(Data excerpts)
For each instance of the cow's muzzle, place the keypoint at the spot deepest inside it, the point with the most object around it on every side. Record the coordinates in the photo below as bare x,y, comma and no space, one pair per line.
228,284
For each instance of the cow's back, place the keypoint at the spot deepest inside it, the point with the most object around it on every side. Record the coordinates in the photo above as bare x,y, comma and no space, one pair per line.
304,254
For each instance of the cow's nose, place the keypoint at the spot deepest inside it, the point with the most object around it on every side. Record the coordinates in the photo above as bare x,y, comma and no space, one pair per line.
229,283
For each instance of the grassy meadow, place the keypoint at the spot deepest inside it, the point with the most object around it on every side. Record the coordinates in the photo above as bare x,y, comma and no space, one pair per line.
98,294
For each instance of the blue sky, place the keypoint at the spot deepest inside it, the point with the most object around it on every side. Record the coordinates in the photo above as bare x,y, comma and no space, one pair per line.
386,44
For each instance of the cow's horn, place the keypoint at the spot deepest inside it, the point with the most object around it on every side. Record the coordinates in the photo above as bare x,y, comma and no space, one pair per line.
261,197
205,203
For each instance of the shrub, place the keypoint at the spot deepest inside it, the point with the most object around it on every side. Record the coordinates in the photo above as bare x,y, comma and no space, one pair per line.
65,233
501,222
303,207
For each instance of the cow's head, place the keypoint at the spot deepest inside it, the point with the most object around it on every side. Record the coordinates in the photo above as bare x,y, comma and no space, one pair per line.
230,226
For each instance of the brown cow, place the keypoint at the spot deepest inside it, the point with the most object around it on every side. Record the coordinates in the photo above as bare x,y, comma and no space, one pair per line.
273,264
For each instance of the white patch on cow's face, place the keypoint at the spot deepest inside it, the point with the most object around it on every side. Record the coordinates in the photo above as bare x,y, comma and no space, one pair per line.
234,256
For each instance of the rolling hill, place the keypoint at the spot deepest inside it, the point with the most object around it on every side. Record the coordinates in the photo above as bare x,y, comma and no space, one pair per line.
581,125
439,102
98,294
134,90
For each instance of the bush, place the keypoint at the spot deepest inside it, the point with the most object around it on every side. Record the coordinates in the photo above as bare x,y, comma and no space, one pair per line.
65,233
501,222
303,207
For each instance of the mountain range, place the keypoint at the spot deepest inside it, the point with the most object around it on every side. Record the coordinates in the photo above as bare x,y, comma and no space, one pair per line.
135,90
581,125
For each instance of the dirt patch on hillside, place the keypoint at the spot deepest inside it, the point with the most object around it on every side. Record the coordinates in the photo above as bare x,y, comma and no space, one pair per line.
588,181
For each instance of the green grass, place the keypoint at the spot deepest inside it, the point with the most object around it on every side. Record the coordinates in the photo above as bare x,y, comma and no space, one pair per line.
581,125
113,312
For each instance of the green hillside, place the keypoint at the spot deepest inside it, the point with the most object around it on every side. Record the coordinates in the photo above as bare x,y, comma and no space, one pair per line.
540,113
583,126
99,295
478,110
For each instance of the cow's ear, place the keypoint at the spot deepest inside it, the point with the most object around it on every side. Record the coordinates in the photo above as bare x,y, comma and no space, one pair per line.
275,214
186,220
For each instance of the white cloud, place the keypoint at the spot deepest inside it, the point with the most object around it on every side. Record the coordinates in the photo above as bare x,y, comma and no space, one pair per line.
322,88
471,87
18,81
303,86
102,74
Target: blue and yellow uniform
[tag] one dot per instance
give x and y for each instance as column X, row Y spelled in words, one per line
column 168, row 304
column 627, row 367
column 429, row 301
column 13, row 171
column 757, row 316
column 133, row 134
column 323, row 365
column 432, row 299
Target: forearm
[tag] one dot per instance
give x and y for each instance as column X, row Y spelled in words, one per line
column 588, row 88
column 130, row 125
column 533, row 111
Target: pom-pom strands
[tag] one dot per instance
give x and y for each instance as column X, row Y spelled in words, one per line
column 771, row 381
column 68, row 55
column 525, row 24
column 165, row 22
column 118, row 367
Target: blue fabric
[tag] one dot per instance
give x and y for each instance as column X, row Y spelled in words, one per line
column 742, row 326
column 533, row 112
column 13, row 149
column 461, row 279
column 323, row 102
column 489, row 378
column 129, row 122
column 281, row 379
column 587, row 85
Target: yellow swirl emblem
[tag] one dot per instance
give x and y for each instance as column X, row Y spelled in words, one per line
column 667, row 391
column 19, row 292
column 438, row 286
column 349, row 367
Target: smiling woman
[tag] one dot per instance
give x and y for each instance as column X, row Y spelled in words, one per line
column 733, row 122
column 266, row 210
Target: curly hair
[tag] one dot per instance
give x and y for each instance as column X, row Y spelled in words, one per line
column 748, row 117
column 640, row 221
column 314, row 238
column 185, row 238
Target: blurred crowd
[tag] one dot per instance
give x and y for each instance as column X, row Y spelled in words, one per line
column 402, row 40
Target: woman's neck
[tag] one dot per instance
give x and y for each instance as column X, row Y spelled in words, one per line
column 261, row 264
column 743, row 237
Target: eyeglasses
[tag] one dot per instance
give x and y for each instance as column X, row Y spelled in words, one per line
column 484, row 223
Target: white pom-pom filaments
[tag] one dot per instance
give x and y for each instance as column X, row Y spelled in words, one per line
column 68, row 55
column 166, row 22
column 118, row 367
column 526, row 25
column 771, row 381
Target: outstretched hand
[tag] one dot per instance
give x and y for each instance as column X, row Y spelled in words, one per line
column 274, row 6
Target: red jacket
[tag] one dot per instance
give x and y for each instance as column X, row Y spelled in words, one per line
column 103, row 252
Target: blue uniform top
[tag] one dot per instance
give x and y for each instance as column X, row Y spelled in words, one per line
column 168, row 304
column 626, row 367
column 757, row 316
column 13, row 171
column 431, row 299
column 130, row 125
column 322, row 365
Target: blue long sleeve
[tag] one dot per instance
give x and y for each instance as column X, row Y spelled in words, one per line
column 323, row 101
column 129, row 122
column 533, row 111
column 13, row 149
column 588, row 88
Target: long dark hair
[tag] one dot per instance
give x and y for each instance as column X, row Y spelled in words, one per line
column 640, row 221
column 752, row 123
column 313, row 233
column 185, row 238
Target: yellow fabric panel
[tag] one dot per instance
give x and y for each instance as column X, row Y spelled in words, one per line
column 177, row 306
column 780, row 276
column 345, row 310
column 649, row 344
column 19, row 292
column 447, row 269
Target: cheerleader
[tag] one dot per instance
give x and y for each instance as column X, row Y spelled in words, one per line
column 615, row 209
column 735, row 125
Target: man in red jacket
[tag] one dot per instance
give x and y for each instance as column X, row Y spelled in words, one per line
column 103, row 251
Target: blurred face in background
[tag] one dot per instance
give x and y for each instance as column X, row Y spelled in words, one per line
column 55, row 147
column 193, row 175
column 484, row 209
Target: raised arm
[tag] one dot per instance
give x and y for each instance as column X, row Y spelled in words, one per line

▸ **Assigned task**
Reply with an exact copy of the lines running from the one containing "Target: blurred face in background" through the end of the entries above, both ends included.

▸ **Solution for this task**
Target: blurred face in background
[tag] one dot per instance
give x and y for each instance as column X, row Y spelled in words, one per line
column 55, row 147
column 193, row 175
column 484, row 209
Target: raised arm
[tag] one dot per instance
give x and y for each instance as column X, row Y spelled in words, one per line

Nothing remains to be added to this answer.